▶ **Exercise task**
Copy the records below word for word, from the line containing "Find the blue" through the end of the records, inclusive.

▶ **Given data**
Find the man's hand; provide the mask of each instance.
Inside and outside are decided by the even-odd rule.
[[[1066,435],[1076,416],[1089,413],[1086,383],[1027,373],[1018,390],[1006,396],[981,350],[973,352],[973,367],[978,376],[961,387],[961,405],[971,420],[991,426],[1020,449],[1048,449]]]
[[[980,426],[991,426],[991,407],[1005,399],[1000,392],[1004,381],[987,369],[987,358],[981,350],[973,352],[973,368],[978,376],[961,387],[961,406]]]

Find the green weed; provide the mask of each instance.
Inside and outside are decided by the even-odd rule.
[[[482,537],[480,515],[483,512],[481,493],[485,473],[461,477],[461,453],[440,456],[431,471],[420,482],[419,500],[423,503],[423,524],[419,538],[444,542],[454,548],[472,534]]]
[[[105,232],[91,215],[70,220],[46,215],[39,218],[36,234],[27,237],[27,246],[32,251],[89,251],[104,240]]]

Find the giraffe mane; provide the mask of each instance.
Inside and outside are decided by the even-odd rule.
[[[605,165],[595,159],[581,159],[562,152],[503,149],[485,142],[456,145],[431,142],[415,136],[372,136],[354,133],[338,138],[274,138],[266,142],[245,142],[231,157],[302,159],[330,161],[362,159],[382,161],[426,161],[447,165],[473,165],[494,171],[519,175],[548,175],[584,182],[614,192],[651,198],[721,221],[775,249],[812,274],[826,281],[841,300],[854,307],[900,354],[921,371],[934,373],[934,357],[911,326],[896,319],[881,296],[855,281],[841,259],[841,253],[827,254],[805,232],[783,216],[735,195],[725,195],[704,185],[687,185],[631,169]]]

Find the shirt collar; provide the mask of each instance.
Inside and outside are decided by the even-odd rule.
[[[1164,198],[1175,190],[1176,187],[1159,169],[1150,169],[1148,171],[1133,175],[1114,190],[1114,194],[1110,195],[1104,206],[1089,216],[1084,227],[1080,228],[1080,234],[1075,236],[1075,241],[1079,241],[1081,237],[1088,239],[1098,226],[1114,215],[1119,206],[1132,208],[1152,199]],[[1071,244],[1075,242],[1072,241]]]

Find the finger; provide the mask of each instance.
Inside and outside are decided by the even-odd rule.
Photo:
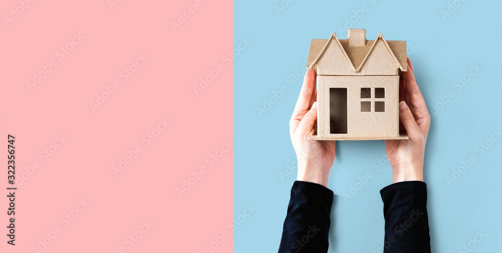
[[[405,87],[404,80],[399,80],[399,102],[405,100],[406,88]]]
[[[408,68],[411,70],[410,65],[408,65]],[[406,102],[410,106],[415,119],[418,120],[428,117],[429,111],[425,101],[417,84],[413,71],[403,72],[403,79],[404,79],[406,89]]]
[[[315,74],[314,75],[314,88],[312,89],[312,95],[310,97],[310,104],[309,104],[309,106],[313,104],[314,102],[317,101],[317,89],[316,89],[316,86],[317,84],[317,80],[315,78]]]
[[[315,90],[315,81],[314,70],[307,71],[300,91],[300,97],[295,106],[295,112],[307,111],[310,108],[310,99],[312,96],[313,90]]]
[[[410,60],[410,57],[406,58],[406,62],[408,63],[408,65],[410,66],[410,69],[411,70],[411,73],[415,75],[415,71],[413,71],[413,66],[411,65],[411,60]]]
[[[420,140],[422,130],[418,127],[413,114],[404,101],[401,101],[399,103],[399,118],[403,122],[403,125],[406,130],[406,134],[410,137],[410,140],[412,141]]]
[[[300,135],[302,137],[311,136],[314,133],[312,130],[314,129],[314,123],[316,119],[317,119],[317,102],[315,102],[312,104],[312,108],[303,116],[295,134]]]

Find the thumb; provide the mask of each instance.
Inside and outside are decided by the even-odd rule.
[[[415,120],[413,114],[405,101],[401,101],[399,103],[399,118],[403,122],[403,125],[406,130],[406,134],[411,140],[416,139],[416,138],[420,137],[421,130],[418,127],[417,121]]]
[[[310,137],[313,134],[312,129],[314,128],[314,123],[317,119],[317,102],[314,102],[312,104],[312,107],[310,108],[302,121],[298,125],[298,128],[296,129],[298,134],[302,137]]]

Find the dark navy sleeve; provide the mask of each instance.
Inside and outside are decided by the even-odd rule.
[[[380,195],[385,218],[384,252],[430,253],[426,183],[393,183],[382,189]]]
[[[319,184],[295,181],[279,252],[327,252],[332,204],[332,190]]]

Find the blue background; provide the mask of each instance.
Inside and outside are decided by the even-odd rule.
[[[310,40],[328,39],[334,32],[346,39],[345,27],[351,25],[366,29],[368,40],[381,33],[387,40],[409,45],[433,115],[424,169],[433,251],[462,252],[459,248],[478,231],[487,235],[473,252],[500,252],[502,138],[487,140],[494,129],[502,128],[501,4],[457,1],[461,5],[445,19],[441,11],[447,12],[453,2],[284,0],[278,13],[274,6],[281,7],[279,0],[234,2],[234,217],[240,215],[242,221],[237,220],[234,231],[235,252],[277,252],[297,173],[289,121]],[[363,5],[369,10],[357,18]],[[247,47],[241,42],[245,38],[251,42]],[[476,64],[481,69],[469,75]],[[466,75],[470,80],[461,89],[454,86]],[[287,91],[271,100],[282,86]],[[449,91],[454,96],[447,101]],[[260,114],[257,108],[264,108],[264,100],[274,104]],[[482,153],[478,145],[485,142],[491,146]],[[446,177],[473,155],[476,161],[449,185]],[[388,163],[383,161],[378,170],[383,157],[383,141],[337,142],[328,185],[335,195],[329,252],[382,252],[379,191],[392,182]],[[346,201],[344,193],[368,171],[374,177]],[[243,216],[249,204],[256,210]]]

▶ **Written solution**
Find the blue background; provide the mask of each instance.
Inside and outside are decided by the even-odd rule.
[[[310,40],[328,39],[334,32],[346,39],[345,27],[351,25],[366,29],[368,40],[381,33],[387,40],[409,45],[433,115],[424,169],[433,251],[462,252],[459,248],[478,231],[487,235],[473,252],[500,252],[502,138],[487,140],[494,129],[502,128],[501,4],[457,1],[461,5],[445,19],[441,11],[447,12],[453,2],[284,0],[278,13],[274,6],[281,7],[279,0],[234,2],[234,217],[240,215],[242,221],[237,220],[234,231],[235,252],[277,252],[297,173],[289,121]],[[363,5],[369,10],[357,18]],[[247,47],[241,42],[245,38],[251,42]],[[476,64],[481,69],[469,75]],[[466,75],[470,80],[461,89],[454,86]],[[287,91],[271,100],[282,86]],[[449,91],[454,96],[447,101]],[[260,114],[257,108],[264,108],[264,100],[274,104]],[[482,153],[478,145],[485,142],[491,146]],[[446,177],[473,155],[476,161],[449,185]],[[388,163],[383,161],[378,170],[383,157],[383,141],[337,142],[328,185],[335,195],[329,252],[382,252],[379,191],[392,182]],[[346,201],[344,193],[368,171],[374,177]],[[243,216],[249,204],[256,210]]]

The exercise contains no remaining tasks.